# Input for this task
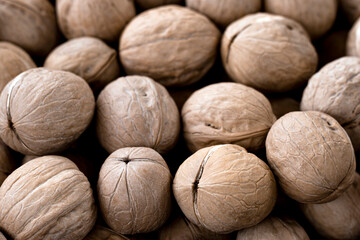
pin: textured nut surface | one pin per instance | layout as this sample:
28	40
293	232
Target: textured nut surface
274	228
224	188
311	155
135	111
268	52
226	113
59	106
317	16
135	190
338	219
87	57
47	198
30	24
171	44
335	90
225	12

# Problem
Write out the material above line for line, with no changes, but leave out the picture.

# Response to this exercise
pin: textured nut surface | one pin per instance | layout as this sample:
28	40
293	232
Target: textured nut surface
274	228
224	188
311	155
135	111
268	52
226	113
59	106
317	16
135	190
338	219
87	57
47	198
30	24
171	44
335	90
225	12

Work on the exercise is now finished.